According to the forum thread about ghosting in IMAX 3D, what is the main cause of ghosting in IMAX?

## Document section:
┄┄┄┄┄┄┄┄┄┄┄┄┄┄┄┄┄┄┄┄
# Does IMAX 3D have cross talk/ghosting?



## granville (Feb 21, 2012)

Basically i have a question for those whom have experience in the matter. I've only ever experienced 3D films on a theater size screen in theme parks, specifically at Disney World. Issue is that i get severe ghosting/cross talk in most of them, where even when i'm wearing the glasses, i still see a double image. It does pop out and it does have depth, it's just that in some cases, i still see a separate ghost image.

I'll mention that i also own a Nintendo 3DS. Only in some games do i get bad ghosting (where the 3D seems poorly implemented).

My question here is in regards to Imax 3D. I do have a theater pretty near where i live and i'm considering trying out a 3D movie at it (i've never seen an Imax film either). Will i experience the same problem of ghosting/cross talk in Imax 3D as i do in the sort of 3D used at theme parks? I don't wish to go into a 3D Imax movie only to find myself dizzy from that sort of thing the whole way through it.

And since we're on the subject, would this also be the same on RealD 3D films as well? I mean 3D movies in theaters that aren't Imax but just normal resolution and size.

Sadly it's apparently all or nothing as well. I can't see an Imax film without the 3D, the theater doesn't seem to screen movies in just 2D Imax, only 3D Imax.


----------



## Veho (Feb 21, 2012)

You may get ghosting and crosstalk if the glasses are smudged and greasy. Smudges mess up the polarized filters and let both of the images through in places. That's the main cause for ghosting in IMAX. So take some glasses-cleaner fluid and a cloth with you, just in case.


----------



## Gahars (Feb 23, 2012)

The 3D for Imax 3D movies is of a higher quality than the 3DS', so that doesn't tend to be a problem (or at least, one I've really noticed). Like Veho said, the glasses would be the most likely source of any problems.


----------



## granville (Feb 24, 2012)

Well as i said, i don't have the ghosting issue in 3DS games unless there's something seriously wrong with the effect itself. For instance, MGS3D and Mario 3D Land are devoid of the issue. Same goes for RE:Revelations. But Rayman 3D had tons of it during cutscenes, in fact during those scenes the effect essentially doesn't even work at all. Gameplay works fine in it though.

It's the theater 3D i'm concerned about. Like i said, i'm basing it off of the 3D seen at those Disney attractions at the theme parks. I get massive ghosting at those.

I will take some cleaner with me though if i ever go to one.


----------
┄┄┄┄┄┄┄┄┄┄┄┄┄┄┄┄┄┄┄┄
## Data provided:
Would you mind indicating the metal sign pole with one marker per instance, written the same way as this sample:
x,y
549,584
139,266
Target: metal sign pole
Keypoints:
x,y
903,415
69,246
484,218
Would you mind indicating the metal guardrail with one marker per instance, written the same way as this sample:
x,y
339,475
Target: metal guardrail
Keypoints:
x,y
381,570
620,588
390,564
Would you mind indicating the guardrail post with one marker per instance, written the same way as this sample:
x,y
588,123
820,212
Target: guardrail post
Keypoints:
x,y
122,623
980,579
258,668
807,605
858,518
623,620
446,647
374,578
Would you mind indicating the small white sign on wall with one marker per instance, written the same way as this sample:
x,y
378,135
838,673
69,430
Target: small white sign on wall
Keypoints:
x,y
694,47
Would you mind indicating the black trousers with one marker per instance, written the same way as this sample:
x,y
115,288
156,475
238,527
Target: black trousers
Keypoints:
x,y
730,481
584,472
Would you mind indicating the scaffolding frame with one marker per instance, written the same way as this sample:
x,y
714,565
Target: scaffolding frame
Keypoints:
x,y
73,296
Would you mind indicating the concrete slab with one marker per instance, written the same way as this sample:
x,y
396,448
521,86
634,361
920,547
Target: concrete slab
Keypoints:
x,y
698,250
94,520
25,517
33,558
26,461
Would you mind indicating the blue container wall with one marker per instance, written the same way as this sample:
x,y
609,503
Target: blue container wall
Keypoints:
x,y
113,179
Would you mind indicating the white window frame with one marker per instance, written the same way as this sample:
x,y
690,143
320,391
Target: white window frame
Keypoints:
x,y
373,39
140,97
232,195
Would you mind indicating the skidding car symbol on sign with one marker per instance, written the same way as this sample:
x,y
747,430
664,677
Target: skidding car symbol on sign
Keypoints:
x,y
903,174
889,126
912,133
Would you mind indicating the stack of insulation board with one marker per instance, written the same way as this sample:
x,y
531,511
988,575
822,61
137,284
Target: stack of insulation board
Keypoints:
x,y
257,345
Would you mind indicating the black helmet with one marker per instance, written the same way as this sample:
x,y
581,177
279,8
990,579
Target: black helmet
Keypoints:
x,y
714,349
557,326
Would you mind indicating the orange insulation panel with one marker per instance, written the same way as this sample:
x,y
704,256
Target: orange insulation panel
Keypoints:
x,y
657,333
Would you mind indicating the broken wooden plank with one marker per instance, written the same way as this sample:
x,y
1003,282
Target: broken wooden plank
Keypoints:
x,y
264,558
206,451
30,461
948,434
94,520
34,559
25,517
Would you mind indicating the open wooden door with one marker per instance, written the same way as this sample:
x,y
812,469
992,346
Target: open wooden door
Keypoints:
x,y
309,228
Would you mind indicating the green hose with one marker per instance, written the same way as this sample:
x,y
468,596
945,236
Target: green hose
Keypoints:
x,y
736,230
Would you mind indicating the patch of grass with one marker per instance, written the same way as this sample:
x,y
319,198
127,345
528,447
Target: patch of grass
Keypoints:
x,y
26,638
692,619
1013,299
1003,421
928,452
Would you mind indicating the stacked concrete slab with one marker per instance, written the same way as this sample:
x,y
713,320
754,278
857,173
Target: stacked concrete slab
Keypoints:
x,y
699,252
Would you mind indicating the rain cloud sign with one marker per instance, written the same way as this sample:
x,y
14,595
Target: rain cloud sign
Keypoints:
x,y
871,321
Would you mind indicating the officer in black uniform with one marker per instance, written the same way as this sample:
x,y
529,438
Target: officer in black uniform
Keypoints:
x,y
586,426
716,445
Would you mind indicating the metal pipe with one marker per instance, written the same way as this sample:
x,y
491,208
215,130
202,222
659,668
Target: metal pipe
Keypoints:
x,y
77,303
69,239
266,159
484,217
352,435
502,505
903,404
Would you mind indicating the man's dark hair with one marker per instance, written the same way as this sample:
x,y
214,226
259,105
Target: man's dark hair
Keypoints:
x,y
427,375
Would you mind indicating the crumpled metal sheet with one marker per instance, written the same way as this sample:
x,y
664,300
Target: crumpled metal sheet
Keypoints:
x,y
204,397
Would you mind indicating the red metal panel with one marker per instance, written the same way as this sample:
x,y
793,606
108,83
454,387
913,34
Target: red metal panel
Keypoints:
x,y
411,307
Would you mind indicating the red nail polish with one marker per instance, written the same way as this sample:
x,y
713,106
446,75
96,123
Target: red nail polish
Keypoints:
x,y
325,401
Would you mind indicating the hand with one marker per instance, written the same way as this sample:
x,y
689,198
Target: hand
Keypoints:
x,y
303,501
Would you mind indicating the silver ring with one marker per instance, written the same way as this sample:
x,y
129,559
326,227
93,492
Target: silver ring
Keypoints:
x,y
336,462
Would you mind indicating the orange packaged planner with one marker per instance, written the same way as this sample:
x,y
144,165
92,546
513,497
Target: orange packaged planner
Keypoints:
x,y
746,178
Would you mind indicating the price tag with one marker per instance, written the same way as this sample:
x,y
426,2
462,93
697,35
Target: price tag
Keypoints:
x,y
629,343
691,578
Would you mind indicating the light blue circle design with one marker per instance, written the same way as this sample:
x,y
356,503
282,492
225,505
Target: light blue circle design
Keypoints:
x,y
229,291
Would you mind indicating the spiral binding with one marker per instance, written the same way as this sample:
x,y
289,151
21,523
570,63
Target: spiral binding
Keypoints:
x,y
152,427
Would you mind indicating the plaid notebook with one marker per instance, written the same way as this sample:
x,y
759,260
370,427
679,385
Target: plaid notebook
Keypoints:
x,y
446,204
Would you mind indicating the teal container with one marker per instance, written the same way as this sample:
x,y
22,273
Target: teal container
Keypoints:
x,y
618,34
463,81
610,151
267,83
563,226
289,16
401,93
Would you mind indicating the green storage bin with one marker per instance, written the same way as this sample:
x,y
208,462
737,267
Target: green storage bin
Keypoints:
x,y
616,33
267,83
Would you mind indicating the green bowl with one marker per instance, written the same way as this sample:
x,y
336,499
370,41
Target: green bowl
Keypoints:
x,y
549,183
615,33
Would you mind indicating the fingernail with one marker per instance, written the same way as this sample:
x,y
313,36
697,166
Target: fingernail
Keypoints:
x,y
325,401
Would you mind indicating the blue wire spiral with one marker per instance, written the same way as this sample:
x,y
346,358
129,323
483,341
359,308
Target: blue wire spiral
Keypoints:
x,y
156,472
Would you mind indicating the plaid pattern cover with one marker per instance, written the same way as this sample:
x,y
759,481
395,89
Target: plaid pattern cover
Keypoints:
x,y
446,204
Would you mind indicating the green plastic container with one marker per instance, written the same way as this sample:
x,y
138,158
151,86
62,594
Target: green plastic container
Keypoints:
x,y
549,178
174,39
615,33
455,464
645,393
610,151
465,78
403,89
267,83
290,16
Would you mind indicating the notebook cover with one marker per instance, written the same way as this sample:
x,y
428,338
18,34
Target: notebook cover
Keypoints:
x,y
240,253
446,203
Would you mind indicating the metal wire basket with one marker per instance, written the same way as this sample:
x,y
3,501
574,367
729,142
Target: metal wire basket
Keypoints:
┄┄┄┄┄┄┄┄┄┄┄┄┄┄┄┄┄┄┄┄
## Written solution:
Smudged, greasy glasses, which mess up the polarized filters and let both images through in places.